EXERCISE PROMPT — Rewrite the records below, replacing "on a line of its own" with "on a separate line" wherever it occurs and leaving everything else as it is.
:: LISTED RECORDS ::
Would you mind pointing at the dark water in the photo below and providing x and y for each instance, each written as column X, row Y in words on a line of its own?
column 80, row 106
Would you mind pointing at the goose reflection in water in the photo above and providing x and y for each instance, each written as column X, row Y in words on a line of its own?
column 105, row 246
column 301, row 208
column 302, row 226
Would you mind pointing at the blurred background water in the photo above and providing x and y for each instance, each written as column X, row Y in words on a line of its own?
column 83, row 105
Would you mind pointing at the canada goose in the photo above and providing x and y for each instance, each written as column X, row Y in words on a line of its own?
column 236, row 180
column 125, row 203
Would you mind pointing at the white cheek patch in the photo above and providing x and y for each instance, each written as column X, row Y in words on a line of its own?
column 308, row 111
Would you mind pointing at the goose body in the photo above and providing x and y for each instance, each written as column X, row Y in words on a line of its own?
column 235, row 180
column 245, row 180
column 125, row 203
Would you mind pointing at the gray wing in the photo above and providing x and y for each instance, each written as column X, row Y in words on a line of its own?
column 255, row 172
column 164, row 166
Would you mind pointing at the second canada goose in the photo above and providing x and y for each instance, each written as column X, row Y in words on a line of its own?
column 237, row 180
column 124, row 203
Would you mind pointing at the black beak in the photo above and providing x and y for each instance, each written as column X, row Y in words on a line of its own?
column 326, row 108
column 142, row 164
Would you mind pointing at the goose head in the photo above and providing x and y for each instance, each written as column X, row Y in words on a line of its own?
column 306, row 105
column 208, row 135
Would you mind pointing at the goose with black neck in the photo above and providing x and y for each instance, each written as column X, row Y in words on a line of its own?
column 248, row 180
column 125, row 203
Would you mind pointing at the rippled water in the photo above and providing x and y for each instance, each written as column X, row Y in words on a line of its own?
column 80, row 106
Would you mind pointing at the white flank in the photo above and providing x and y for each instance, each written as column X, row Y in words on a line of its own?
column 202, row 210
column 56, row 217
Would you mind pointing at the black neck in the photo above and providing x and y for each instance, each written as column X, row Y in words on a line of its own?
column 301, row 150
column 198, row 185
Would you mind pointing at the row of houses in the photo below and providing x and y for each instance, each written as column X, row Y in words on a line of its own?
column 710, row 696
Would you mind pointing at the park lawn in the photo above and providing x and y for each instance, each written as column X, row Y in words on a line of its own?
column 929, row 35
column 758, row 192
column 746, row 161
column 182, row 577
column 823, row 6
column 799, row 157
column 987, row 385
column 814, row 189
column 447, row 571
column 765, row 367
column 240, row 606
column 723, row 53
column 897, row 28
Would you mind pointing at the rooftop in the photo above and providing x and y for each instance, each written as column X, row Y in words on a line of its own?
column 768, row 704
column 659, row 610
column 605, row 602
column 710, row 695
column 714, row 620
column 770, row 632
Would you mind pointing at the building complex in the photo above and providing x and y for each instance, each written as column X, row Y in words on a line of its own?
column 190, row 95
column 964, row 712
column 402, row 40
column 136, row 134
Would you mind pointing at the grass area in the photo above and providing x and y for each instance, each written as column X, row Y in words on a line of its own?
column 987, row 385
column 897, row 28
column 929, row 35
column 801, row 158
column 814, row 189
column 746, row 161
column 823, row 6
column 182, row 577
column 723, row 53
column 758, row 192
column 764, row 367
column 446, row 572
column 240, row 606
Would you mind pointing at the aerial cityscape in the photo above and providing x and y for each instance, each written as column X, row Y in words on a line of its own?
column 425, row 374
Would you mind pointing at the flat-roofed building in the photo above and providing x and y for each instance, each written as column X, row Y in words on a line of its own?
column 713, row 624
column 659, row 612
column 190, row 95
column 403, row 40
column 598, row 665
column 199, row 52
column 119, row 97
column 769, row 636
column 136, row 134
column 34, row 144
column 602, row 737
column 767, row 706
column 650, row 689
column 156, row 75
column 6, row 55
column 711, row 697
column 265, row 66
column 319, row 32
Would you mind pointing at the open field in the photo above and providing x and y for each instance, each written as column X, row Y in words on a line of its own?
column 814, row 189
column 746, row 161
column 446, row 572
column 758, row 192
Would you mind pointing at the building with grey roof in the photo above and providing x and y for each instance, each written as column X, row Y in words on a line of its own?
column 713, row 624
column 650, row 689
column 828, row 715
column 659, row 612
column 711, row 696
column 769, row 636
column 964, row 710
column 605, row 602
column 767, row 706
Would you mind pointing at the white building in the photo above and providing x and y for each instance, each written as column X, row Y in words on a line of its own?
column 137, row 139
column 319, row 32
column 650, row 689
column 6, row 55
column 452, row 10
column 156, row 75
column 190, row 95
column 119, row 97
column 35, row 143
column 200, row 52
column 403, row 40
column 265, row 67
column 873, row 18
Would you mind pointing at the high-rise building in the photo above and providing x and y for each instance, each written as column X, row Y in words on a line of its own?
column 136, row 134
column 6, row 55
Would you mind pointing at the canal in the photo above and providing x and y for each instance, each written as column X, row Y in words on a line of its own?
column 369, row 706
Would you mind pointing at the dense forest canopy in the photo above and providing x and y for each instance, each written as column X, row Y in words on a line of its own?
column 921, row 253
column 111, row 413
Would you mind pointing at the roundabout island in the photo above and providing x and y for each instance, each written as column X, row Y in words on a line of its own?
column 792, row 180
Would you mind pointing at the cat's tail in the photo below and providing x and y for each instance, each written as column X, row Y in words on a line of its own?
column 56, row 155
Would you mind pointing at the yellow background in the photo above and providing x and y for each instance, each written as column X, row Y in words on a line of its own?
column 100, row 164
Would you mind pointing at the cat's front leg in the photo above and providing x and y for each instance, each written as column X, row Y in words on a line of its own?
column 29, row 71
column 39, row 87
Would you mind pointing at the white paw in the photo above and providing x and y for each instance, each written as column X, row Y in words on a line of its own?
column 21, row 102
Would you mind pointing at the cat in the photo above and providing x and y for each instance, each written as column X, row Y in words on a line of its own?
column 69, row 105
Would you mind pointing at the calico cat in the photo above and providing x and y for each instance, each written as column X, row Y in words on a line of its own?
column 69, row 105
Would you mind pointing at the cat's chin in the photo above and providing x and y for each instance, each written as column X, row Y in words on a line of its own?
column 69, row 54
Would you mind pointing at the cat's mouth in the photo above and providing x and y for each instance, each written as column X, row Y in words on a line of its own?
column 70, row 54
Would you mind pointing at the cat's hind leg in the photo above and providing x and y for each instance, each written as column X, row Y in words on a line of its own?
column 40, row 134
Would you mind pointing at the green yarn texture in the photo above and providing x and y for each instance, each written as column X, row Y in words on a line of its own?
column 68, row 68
:::
CORRECT RESULT —
Would you mind pointing at the dark water in the photo below and providing x and y for each instance, each written as column X, row Y in words on a separate line?
column 80, row 106
Would you mind pointing at the goose reflection in water in the photo above and providing x and y for each instance, each written as column X, row Y in words on a separate line?
column 105, row 246
column 301, row 208
column 302, row 226
Would you mind pointing at the blurred background water in the photo above and providing x and y for each instance, each written as column X, row Y in words on a separate line?
column 83, row 105
Would you mind pointing at the canada goose in the photo above and providing x and y for each instance, each written as column X, row Y in words on a separate line?
column 236, row 180
column 125, row 203
Would you mind pointing at the white cheek patch in the photo above and providing x and y for each instance, each written as column X, row Y in words on a separate line?
column 308, row 111
Would you mind pointing at the goose body in the photo above and providing x and y for each instance, each written as column X, row Y in words on a separate line?
column 235, row 180
column 245, row 180
column 125, row 203
Would you mind pointing at the gray wing in the photo above and providing x and y for each instance, each written as column X, row Y in words on a separate line?
column 255, row 172
column 164, row 166
Would you mind pointing at the second canada goose in the photo above and providing x and y for each instance, each written as column X, row Y in words on a separate line?
column 237, row 180
column 124, row 203
Would you mind pointing at the black beak in the photo above and providing x and y for each instance, each written as column X, row Y in words on a separate line?
column 326, row 108
column 142, row 164
Would you mind pointing at the goose head in the photo above and providing x and y for each instance, each written as column X, row Y in words on a separate line?
column 306, row 105
column 208, row 135
Would you mind pointing at the goose with black neck in the photo above and providing x and y for each instance, each written as column X, row Y in words on a separate line?
column 248, row 180
column 125, row 203
Would you mind pointing at the rippled water in the photo above and providing x and y for each instance, each written as column X, row Y in words on a separate line?
column 80, row 106
Would you mind pointing at the white flank in the photo above and providing x and y for each instance, each written as column X, row Y in words on a separate line?
column 202, row 210
column 56, row 217
Would you mind pointing at the black neck in the photo above and providing x and y for each instance, each written as column X, row Y in words on a separate line?
column 301, row 150
column 198, row 185
Would you mind pointing at the row of houses in the photo below and providing x and y for each instance, each written as column X, row Y in words on a separate line?
column 710, row 696
Would you mind pointing at the park lawn in the photo above and providing x and y for each instance, each written as column X, row Y in words on a separate line?
column 929, row 35
column 758, row 192
column 746, row 161
column 182, row 577
column 823, row 6
column 799, row 157
column 987, row 385
column 814, row 189
column 447, row 571
column 765, row 367
column 240, row 606
column 723, row 53
column 897, row 28
Would you mind pointing at the rooftop in the photo above and providing x and y for each instance, each written as column X, row Y in words on a separate line?
column 768, row 704
column 659, row 610
column 605, row 602
column 710, row 695
column 714, row 620
column 770, row 632
Would you mind pointing at the building complex in the photo above and providing x and y for each instance, each written as column X, row Y in words on a separate line?
column 190, row 95
column 964, row 712
column 402, row 40
column 136, row 134
Would you mind pointing at the grass area in the photo above and providing x and y for each instance, each written as column X, row Y in words on a separate line?
column 987, row 385
column 897, row 28
column 929, row 35
column 801, row 158
column 814, row 189
column 746, row 161
column 823, row 6
column 182, row 577
column 723, row 53
column 758, row 192
column 764, row 367
column 446, row 572
column 240, row 606
Would you mind pointing at the aerial cityscape in the photo above and providing x and y for each instance, each written as column X, row Y in words on a separate line?
column 425, row 374
Would you mind pointing at the flat-roofed building in the photo above and providing x and y for each instance, each written as column X, row Y in words on a separate line?
column 713, row 624
column 659, row 612
column 190, row 95
column 403, row 40
column 598, row 665
column 199, row 52
column 119, row 97
column 769, row 636
column 136, row 134
column 34, row 144
column 602, row 737
column 767, row 706
column 650, row 689
column 156, row 75
column 6, row 55
column 711, row 697
column 265, row 66
column 319, row 32
Would you mind pointing at the open field in the photo above and providing x and y for each instance, each written as column X, row Y in words on a separate line?
column 814, row 189
column 746, row 161
column 446, row 572
column 758, row 192
Would you mind pointing at the building with grey roof in the photo above and providing x and y for each instance, each written as column X, row Y in words on a separate line?
column 713, row 624
column 650, row 689
column 828, row 715
column 659, row 612
column 711, row 696
column 769, row 636
column 964, row 710
column 605, row 602
column 767, row 706
Would you mind pointing at the white building in the photo above and providing x and y for each instance, each written as column X, row Y in words on a separate line?
column 137, row 139
column 319, row 32
column 650, row 689
column 6, row 55
column 452, row 10
column 156, row 75
column 190, row 95
column 119, row 97
column 35, row 143
column 200, row 52
column 403, row 40
column 265, row 67
column 873, row 18
Would you mind pointing at the high-rise building in the photo above and providing x and y for each instance, each written as column X, row Y in words on a separate line?
column 136, row 134
column 6, row 55
Would you mind pointing at the canal in the photo above and providing x and y for each instance, each written as column X, row Y in words on a separate line?
column 369, row 706
Would you mind pointing at the dense forest canopy in the photo above and providing x and y for each instance, each written as column X, row Y in words on a separate line?
column 921, row 253
column 111, row 413
Would you mind pointing at the roundabout island in the photo above and providing x and y for each instance, each written as column X, row Y in words on a separate line?
column 792, row 180
Would you mind pointing at the cat's tail in the photo below and providing x and y for each instance, each written as column X, row Y in words on a separate line?
column 56, row 155
Would you mind pointing at the yellow background in the photo above and providing x and y for each instance, each written as column X, row Y in words on a separate line?
column 100, row 164
Would you mind pointing at the cat's front leg in the photo above and providing x and y for each instance, each written as column X, row Y in words on a separate line?
column 29, row 71
column 39, row 87
Would you mind pointing at the white paw in the photo above and providing x and y for each instance, each written as column X, row Y in words on a separate line?
column 21, row 102
Would you mind pointing at the cat in the photo above and providing x and y for each instance, each written as column X, row Y in words on a separate line?
column 69, row 105
Would you mind pointing at the calico cat in the photo above and providing x and y for each instance, each written as column X, row Y in words on a separate line?
column 69, row 105
Would you mind pointing at the cat's chin in the photo above and providing x and y for each instance, each written as column X, row Y in words on a separate line?
column 69, row 54
Would you mind pointing at the cat's mouth in the photo above and providing x and y for each instance, each written as column X, row Y in words on a separate line?
column 70, row 54
Would you mind pointing at the cat's hind leg in the photo above and providing x and y for each instance, each written as column X, row Y in words on a separate line?
column 40, row 134
Would you mind pointing at the green yarn texture in the photo above and providing x and y for each instance, each written as column X, row Y in words on a separate line?
column 68, row 68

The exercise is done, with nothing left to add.